* Problem details: Quote verbatim every line of the data from the one containing "of the playground" through the last line, both ends included.

★ ★ ★ ★

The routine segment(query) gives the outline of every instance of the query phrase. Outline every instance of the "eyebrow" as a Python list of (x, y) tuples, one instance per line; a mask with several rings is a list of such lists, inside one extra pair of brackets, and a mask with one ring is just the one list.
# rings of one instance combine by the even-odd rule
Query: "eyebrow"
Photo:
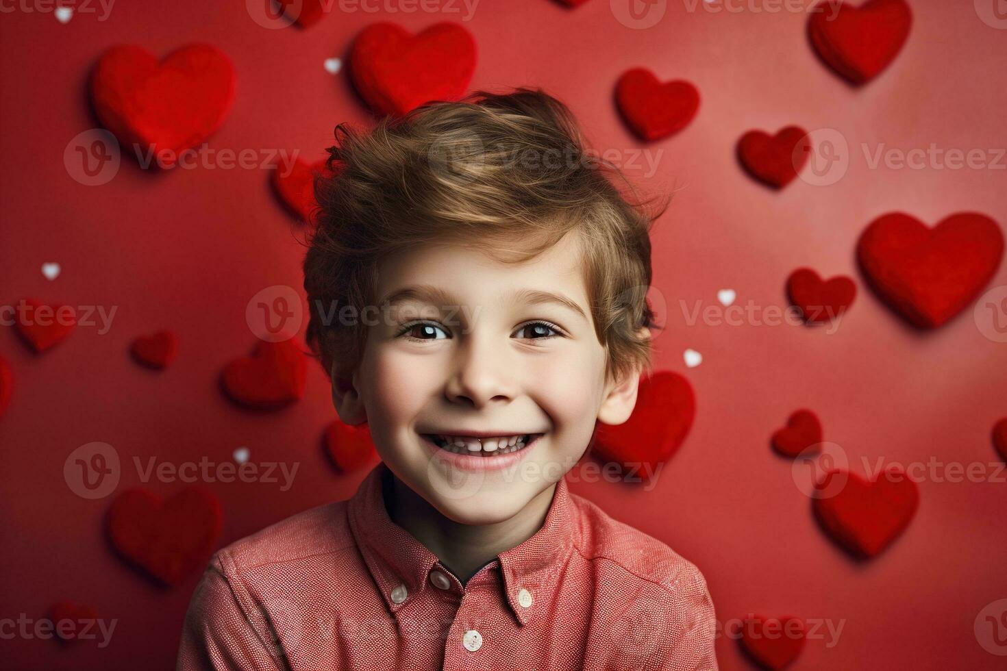
[[(381, 301), (381, 304), (384, 305), (387, 303), (388, 305), (395, 305), (397, 303), (410, 300), (429, 303), (431, 305), (459, 304), (459, 302), (455, 300), (451, 294), (433, 285), (414, 285), (412, 287), (404, 287), (403, 289), (389, 294), (383, 301)], [(576, 313), (584, 321), (588, 321), (587, 314), (579, 305), (577, 305), (576, 301), (573, 301), (563, 294), (556, 294), (549, 291), (543, 291), (541, 289), (520, 289), (514, 292), (511, 296), (512, 303), (518, 301), (524, 301), (530, 305), (559, 305)]]

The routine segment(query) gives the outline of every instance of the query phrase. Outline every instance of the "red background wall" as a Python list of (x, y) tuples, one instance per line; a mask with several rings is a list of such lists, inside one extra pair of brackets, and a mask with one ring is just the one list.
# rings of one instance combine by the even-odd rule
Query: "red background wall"
[[(658, 369), (682, 372), (694, 385), (695, 425), (652, 491), (571, 486), (697, 563), (722, 622), (756, 612), (843, 623), (837, 645), (809, 641), (795, 668), (1003, 663), (979, 645), (973, 623), (987, 604), (1007, 598), (1007, 484), (924, 478), (904, 535), (858, 563), (820, 530), (789, 462), (768, 447), (789, 412), (808, 406), (860, 474), (861, 458), (999, 460), (989, 437), (1007, 414), (1007, 345), (983, 336), (971, 308), (938, 330), (912, 330), (867, 290), (854, 263), (859, 232), (892, 210), (928, 224), (973, 210), (1007, 224), (1003, 170), (871, 169), (860, 150), (861, 143), (872, 151), (879, 143), (966, 151), (1007, 144), (1007, 31), (981, 21), (965, 0), (910, 4), (914, 23), (904, 49), (861, 90), (816, 58), (807, 13), (756, 11), (769, 6), (757, 0), (719, 13), (668, 2), (665, 17), (645, 30), (616, 21), (608, 0), (576, 9), (483, 0), (463, 22), (479, 48), (473, 89), (541, 86), (570, 105), (596, 147), (663, 150), (657, 174), (626, 172), (644, 189), (680, 188), (654, 233), (655, 286), (669, 308), (656, 360)], [(67, 173), (66, 144), (98, 125), (87, 76), (99, 54), (121, 42), (159, 55), (191, 41), (213, 43), (235, 62), (238, 94), (209, 146), (296, 148), (314, 159), (331, 144), (336, 123), (371, 119), (345, 68), (329, 74), (325, 58), (345, 57), (353, 35), (376, 20), (415, 31), (462, 16), (336, 11), (305, 30), (268, 30), (251, 20), (245, 3), (190, 0), (120, 2), (106, 21), (78, 13), (65, 25), (46, 12), (0, 16), (0, 302), (34, 295), (117, 308), (108, 333), (79, 327), (40, 356), (13, 329), (0, 330), (0, 356), (16, 382), (0, 420), (0, 617), (40, 618), (52, 602), (70, 599), (118, 620), (104, 649), (0, 641), (5, 667), (174, 664), (198, 576), (161, 590), (112, 553), (101, 533), (110, 499), (82, 499), (62, 477), (63, 461), (79, 446), (109, 443), (124, 464), (133, 456), (223, 462), (240, 446), (253, 462), (299, 464), (287, 492), (266, 483), (207, 485), (224, 506), (221, 545), (346, 498), (364, 475), (338, 475), (319, 447), (335, 416), (320, 367), (311, 368), (305, 398), (271, 414), (241, 410), (217, 386), (222, 366), (254, 344), (245, 321), (249, 299), (272, 285), (301, 291), (299, 225), (273, 197), (268, 171), (147, 174), (124, 158), (104, 186), (84, 186)], [(699, 115), (682, 133), (644, 145), (621, 124), (613, 86), (636, 65), (699, 88)], [(846, 175), (827, 187), (799, 179), (779, 193), (748, 178), (734, 158), (740, 135), (789, 124), (838, 131), (851, 148)], [(55, 281), (39, 272), (45, 262), (61, 265)], [(782, 308), (786, 276), (806, 265), (858, 283), (835, 333), (686, 323), (680, 300), (716, 306), (725, 288), (737, 292), (736, 305)], [(1001, 266), (989, 288), (1004, 284)], [(179, 334), (175, 363), (160, 373), (133, 363), (132, 339), (165, 327)], [(703, 363), (687, 369), (686, 348), (701, 352)], [(136, 484), (135, 471), (124, 468), (120, 490)], [(161, 494), (179, 486), (149, 485)], [(736, 641), (721, 637), (717, 646), (722, 668), (749, 668)]]

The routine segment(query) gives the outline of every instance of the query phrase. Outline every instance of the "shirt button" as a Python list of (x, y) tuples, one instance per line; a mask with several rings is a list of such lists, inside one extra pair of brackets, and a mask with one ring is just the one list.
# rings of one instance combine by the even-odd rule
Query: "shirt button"
[(482, 645), (482, 634), (479, 634), (474, 629), (470, 629), (465, 632), (463, 637), (461, 637), (461, 642), (465, 645), (467, 650), (475, 652)]
[(450, 590), (451, 580), (448, 579), (447, 575), (443, 571), (437, 570), (436, 568), (430, 571), (430, 581), (438, 590)]
[(392, 601), (396, 604), (406, 601), (406, 597), (408, 596), (409, 590), (406, 589), (405, 584), (400, 584), (395, 590), (392, 590)]

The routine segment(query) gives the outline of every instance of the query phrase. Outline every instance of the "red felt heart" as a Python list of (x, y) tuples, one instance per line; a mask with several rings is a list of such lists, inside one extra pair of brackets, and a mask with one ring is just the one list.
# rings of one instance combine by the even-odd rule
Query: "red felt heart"
[(202, 567), (223, 525), (217, 496), (186, 487), (167, 499), (130, 489), (109, 507), (106, 523), (112, 544), (127, 561), (167, 585)]
[(146, 49), (125, 44), (102, 54), (91, 98), (102, 125), (135, 150), (129, 153), (141, 161), (156, 156), (169, 167), (224, 123), (235, 79), (231, 59), (209, 44), (183, 46), (160, 63)]
[(808, 36), (827, 65), (859, 86), (894, 60), (911, 25), (905, 0), (867, 0), (859, 7), (825, 0), (812, 9)]
[(797, 457), (822, 442), (822, 423), (812, 410), (802, 408), (790, 414), (786, 426), (772, 435), (772, 447), (781, 455)]
[(33, 298), (23, 301), (24, 309), (17, 312), (17, 332), (35, 352), (44, 352), (65, 340), (77, 326), (73, 306), (47, 305)]
[(874, 481), (830, 470), (815, 487), (812, 506), (822, 528), (861, 558), (875, 556), (898, 537), (919, 503), (916, 483), (895, 467)]
[(798, 618), (753, 615), (745, 618), (740, 640), (745, 652), (761, 667), (782, 669), (804, 650), (805, 639), (805, 623)]
[(325, 430), (325, 449), (340, 473), (355, 471), (376, 454), (369, 425), (355, 427), (339, 420)]
[(738, 160), (755, 179), (774, 188), (786, 186), (808, 162), (811, 141), (808, 132), (797, 126), (780, 129), (776, 135), (748, 131), (738, 141)]
[(98, 631), (98, 613), (90, 606), (76, 602), (56, 602), (49, 607), (48, 618), (55, 635), (67, 643), (78, 641), (78, 635), (92, 637)]
[(373, 23), (353, 40), (349, 75), (381, 115), (405, 115), (429, 101), (456, 101), (475, 71), (475, 40), (456, 23), (412, 35), (396, 23)]
[(597, 423), (594, 451), (646, 480), (659, 464), (675, 456), (695, 415), (696, 397), (685, 377), (668, 370), (640, 375), (629, 420), (614, 426)]
[(140, 336), (130, 347), (133, 357), (145, 366), (164, 368), (178, 353), (178, 338), (171, 331)]
[(786, 280), (786, 294), (806, 323), (824, 324), (849, 310), (857, 285), (842, 275), (823, 281), (810, 268), (799, 268)]
[(251, 356), (225, 366), (222, 378), (235, 401), (257, 409), (276, 409), (304, 395), (307, 360), (293, 340), (263, 340)]
[(860, 235), (857, 259), (875, 292), (920, 328), (964, 310), (996, 273), (1004, 236), (983, 214), (953, 214), (932, 228), (901, 212), (875, 219)]
[(699, 110), (699, 92), (688, 81), (663, 83), (645, 67), (634, 67), (615, 85), (615, 104), (637, 136), (658, 140), (689, 125)]

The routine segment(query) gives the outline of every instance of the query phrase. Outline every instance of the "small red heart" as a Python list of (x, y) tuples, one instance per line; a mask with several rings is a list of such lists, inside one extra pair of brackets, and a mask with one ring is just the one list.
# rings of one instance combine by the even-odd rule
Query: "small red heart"
[(130, 352), (143, 365), (161, 369), (171, 363), (178, 353), (178, 338), (171, 331), (140, 336), (133, 341)]
[(670, 370), (640, 375), (632, 414), (620, 425), (597, 423), (594, 450), (601, 459), (638, 469), (637, 476), (650, 479), (678, 452), (695, 415), (696, 397), (685, 377)]
[(626, 125), (643, 140), (653, 141), (689, 125), (699, 110), (699, 91), (682, 79), (663, 83), (650, 69), (634, 67), (616, 82), (615, 104)]
[(417, 35), (387, 21), (353, 40), (349, 75), (381, 115), (402, 116), (429, 101), (456, 101), (475, 71), (475, 39), (456, 23), (435, 23)]
[(983, 214), (953, 214), (932, 228), (893, 212), (875, 219), (857, 242), (868, 282), (892, 309), (919, 328), (962, 312), (1000, 266), (1004, 236)]
[(824, 324), (850, 309), (857, 285), (843, 275), (823, 281), (812, 269), (799, 268), (786, 279), (786, 295), (806, 323)]
[(829, 67), (860, 86), (894, 60), (911, 25), (905, 0), (867, 0), (859, 7), (825, 0), (812, 8), (808, 36)]
[(369, 425), (356, 427), (339, 420), (325, 430), (325, 449), (340, 473), (355, 471), (377, 454)]
[(741, 647), (760, 666), (782, 669), (805, 649), (806, 638), (805, 623), (798, 618), (753, 615), (745, 618), (740, 641)]
[(98, 613), (85, 604), (56, 602), (49, 607), (48, 618), (52, 622), (55, 635), (66, 643), (77, 641), (78, 634), (84, 634), (86, 631), (98, 633)]
[(205, 564), (223, 520), (217, 496), (201, 487), (167, 499), (136, 488), (115, 498), (106, 524), (123, 558), (170, 586)]
[(204, 142), (224, 123), (235, 80), (231, 59), (209, 44), (183, 46), (161, 62), (142, 47), (124, 44), (102, 54), (91, 76), (91, 98), (123, 151), (141, 161), (159, 157), (170, 167), (179, 152)]
[(797, 457), (822, 442), (822, 423), (812, 410), (802, 408), (790, 414), (786, 427), (772, 435), (772, 447), (781, 455)]
[(73, 306), (47, 305), (33, 298), (26, 298), (22, 303), (25, 309), (17, 310), (15, 326), (35, 352), (44, 352), (62, 342), (77, 326)]
[(304, 395), (307, 360), (293, 340), (262, 340), (251, 356), (225, 366), (222, 378), (235, 401), (257, 409), (277, 409)]
[(808, 132), (797, 126), (780, 129), (776, 135), (748, 131), (738, 140), (738, 160), (748, 174), (777, 189), (798, 176), (810, 151)]
[(815, 488), (819, 498), (812, 506), (819, 524), (860, 558), (877, 555), (905, 531), (919, 503), (916, 483), (895, 467), (874, 481), (831, 470)]

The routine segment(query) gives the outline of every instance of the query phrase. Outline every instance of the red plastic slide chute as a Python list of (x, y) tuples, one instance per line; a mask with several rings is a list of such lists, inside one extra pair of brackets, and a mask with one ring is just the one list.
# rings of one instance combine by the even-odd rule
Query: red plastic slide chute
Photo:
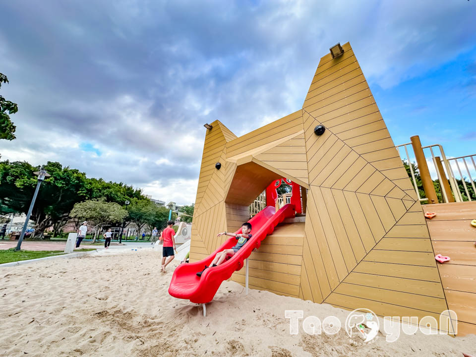
[[(169, 287), (169, 294), (175, 298), (187, 299), (196, 303), (209, 302), (224, 280), (229, 279), (236, 270), (243, 267), (243, 261), (255, 248), (259, 248), (261, 240), (271, 234), (274, 228), (287, 217), (294, 217), (294, 206), (287, 204), (275, 213), (276, 209), (268, 206), (251, 218), (252, 237), (243, 247), (228, 261), (218, 266), (205, 270), (199, 278), (196, 273), (205, 265), (209, 266), (215, 255), (223, 249), (229, 249), (237, 244), (237, 239), (231, 237), (207, 258), (196, 263), (180, 264), (174, 272)], [(241, 229), (236, 232), (241, 233)], [(216, 234), (215, 232), (214, 234)]]

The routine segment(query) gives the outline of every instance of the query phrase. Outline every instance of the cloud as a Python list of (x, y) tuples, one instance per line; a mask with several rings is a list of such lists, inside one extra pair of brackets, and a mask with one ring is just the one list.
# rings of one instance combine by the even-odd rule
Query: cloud
[(90, 143), (82, 142), (79, 144), (79, 148), (86, 152), (94, 153), (97, 156), (101, 156), (102, 153), (100, 150)]
[(421, 75), (474, 46), (473, 5), (4, 1), (1, 92), (19, 111), (18, 139), (0, 152), (189, 204), (204, 123), (241, 135), (298, 109), (337, 42), (351, 42), (372, 85)]

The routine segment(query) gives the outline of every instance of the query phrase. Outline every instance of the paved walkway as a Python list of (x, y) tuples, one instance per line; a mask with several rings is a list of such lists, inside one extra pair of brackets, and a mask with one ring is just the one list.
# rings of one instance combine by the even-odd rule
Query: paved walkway
[[(18, 244), (18, 240), (1, 240), (0, 239), (0, 250), (14, 248)], [(24, 250), (64, 250), (66, 241), (48, 241), (24, 240), (21, 242), (21, 249)], [(81, 244), (81, 248), (93, 248), (96, 249), (101, 245), (88, 245)]]
[[(18, 240), (2, 240), (0, 239), (0, 250), (7, 249), (16, 246)], [(92, 248), (104, 249), (104, 242), (101, 245), (88, 245), (88, 242), (81, 243), (80, 248)], [(23, 240), (21, 242), (21, 249), (24, 250), (64, 250), (66, 241), (50, 241), (49, 240)], [(109, 246), (111, 249), (128, 249), (131, 248), (152, 248), (153, 246), (150, 242), (127, 242), (119, 244), (117, 242), (112, 242)]]

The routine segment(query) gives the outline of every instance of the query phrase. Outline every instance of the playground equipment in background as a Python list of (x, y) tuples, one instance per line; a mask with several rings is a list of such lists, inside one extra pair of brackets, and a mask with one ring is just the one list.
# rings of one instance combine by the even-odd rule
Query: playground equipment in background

★ ★ ★ ★

* Answer for this exercise:
The routine segment(query) gives the outline of every instance of the query phrase. Outline every instance of the playground equipment in background as a Python list of (x, y) tuples, one instance per line; a mask with several rings is a list of such lists, inside one extra pair of brackets, and a mask with one ring is just the one list.
# rings of one instance combine by the even-odd rule
Query: playground equipment in background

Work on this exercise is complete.